## [Task to carry out]
Please set down, unchanged, the line containing "Indicate every instance of the medical" and all the lines that follow it until the data below ends.

BEGIN Material shown

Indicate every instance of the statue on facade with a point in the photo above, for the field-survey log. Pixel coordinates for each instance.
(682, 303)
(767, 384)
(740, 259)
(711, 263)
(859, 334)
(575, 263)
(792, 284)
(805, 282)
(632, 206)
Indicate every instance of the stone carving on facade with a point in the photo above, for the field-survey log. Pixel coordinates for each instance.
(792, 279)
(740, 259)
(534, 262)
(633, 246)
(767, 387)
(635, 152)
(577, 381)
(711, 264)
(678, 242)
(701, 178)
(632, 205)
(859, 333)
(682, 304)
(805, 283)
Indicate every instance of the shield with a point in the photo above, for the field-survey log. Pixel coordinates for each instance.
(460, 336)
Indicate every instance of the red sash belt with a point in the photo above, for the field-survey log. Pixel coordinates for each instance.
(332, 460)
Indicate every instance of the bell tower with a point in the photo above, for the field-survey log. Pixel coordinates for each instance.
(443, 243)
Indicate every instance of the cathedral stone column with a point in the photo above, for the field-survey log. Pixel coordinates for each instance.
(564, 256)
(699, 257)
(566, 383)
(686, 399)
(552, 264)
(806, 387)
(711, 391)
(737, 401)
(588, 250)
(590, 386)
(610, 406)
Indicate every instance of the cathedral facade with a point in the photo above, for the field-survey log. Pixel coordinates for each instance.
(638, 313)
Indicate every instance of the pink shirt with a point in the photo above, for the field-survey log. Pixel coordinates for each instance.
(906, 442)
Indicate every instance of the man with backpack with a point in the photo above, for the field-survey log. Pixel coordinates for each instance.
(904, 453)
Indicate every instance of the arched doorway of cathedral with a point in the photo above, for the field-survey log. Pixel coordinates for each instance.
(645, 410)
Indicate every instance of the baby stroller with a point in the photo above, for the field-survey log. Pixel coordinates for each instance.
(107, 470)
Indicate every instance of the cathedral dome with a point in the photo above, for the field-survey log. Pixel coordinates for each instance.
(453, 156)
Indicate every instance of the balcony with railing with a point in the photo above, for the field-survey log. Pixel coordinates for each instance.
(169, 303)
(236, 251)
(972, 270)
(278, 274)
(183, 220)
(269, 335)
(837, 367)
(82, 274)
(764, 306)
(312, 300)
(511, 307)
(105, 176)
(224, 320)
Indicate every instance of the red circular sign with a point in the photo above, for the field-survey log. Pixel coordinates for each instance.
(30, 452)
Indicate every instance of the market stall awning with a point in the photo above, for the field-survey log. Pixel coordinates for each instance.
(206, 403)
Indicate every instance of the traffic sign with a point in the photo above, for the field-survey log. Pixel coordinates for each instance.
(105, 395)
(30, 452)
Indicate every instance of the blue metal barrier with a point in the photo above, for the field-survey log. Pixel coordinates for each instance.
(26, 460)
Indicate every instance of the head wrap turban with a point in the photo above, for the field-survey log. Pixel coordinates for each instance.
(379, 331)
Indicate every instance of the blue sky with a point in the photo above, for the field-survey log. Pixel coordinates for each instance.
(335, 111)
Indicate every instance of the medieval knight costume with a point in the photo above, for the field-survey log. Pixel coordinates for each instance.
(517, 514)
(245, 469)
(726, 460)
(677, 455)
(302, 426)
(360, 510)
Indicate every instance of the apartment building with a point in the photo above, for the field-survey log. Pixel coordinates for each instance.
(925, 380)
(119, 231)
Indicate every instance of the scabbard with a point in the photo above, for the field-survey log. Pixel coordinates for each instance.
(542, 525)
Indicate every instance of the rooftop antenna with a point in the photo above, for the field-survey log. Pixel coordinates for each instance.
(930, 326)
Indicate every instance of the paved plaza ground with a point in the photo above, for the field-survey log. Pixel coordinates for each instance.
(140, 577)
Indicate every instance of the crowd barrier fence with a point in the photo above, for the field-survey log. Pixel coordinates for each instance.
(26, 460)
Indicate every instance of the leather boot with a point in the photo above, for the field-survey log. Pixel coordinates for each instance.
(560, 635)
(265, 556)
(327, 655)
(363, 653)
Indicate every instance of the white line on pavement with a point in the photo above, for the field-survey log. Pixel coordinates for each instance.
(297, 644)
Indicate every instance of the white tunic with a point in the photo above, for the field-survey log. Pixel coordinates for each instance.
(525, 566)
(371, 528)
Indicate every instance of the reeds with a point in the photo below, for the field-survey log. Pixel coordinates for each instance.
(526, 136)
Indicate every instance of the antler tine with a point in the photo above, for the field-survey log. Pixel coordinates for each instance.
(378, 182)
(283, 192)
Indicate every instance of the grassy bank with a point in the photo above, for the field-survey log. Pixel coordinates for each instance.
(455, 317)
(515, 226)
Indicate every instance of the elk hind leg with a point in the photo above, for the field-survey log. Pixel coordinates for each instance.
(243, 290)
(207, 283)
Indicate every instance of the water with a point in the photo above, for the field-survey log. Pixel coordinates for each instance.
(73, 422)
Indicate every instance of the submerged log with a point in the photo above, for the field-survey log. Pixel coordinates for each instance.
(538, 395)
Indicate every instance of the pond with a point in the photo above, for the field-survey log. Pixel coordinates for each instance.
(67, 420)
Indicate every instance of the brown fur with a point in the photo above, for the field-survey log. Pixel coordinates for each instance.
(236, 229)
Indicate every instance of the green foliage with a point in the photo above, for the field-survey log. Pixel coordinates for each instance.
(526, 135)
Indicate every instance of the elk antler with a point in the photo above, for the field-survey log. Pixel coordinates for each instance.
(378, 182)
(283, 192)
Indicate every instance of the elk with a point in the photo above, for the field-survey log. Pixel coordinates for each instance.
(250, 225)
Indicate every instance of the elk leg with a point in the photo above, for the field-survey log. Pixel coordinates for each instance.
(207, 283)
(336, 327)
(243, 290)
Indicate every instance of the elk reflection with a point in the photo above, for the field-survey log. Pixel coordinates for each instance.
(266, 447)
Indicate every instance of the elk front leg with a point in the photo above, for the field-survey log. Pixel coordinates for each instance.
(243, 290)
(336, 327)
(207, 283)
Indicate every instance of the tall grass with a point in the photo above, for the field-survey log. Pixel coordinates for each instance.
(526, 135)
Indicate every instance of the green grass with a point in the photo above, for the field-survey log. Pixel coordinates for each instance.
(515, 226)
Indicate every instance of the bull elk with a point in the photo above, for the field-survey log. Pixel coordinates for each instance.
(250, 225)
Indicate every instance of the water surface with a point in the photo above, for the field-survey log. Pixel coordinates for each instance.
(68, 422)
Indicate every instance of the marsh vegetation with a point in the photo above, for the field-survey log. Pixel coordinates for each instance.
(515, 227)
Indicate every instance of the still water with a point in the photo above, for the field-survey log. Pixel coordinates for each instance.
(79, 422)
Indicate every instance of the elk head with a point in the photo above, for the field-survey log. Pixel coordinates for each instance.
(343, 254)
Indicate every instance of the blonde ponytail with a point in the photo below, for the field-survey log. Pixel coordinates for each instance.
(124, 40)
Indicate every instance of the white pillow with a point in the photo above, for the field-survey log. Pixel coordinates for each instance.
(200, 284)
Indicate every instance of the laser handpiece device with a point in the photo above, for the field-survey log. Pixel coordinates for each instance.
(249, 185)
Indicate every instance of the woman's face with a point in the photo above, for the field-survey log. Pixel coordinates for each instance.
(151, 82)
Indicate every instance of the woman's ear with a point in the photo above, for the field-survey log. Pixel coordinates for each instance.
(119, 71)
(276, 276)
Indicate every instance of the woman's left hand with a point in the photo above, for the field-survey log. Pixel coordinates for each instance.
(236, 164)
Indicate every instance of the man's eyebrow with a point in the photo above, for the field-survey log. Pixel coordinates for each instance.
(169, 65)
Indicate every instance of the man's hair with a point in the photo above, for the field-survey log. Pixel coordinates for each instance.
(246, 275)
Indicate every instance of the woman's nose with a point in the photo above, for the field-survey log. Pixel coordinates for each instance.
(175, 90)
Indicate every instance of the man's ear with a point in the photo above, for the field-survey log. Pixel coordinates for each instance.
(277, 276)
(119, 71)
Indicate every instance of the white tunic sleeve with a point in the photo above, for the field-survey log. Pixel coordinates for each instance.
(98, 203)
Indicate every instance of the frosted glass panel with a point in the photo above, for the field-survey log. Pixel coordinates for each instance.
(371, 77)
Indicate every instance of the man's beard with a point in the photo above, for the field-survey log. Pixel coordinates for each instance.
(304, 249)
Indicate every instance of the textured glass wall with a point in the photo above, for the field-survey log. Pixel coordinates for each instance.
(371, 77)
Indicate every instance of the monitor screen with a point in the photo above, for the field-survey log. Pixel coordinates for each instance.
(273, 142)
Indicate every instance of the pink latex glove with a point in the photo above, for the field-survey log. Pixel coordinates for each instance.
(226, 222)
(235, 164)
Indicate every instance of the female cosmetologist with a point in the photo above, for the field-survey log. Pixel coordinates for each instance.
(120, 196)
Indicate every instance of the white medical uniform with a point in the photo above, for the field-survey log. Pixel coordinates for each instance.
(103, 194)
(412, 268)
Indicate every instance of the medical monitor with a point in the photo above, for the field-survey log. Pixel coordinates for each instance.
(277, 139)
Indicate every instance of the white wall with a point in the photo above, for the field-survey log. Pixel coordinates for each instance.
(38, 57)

END Material shown

## [Response below]
Indicate every instance of the medical monitor with a point in the photo above, for the field-survey log. Pixel coordinates for each instance.
(277, 139)
Indicate every instance of the white wall with a point in the photo above, for the field-survey log. Pixel coordinates for each instance.
(38, 57)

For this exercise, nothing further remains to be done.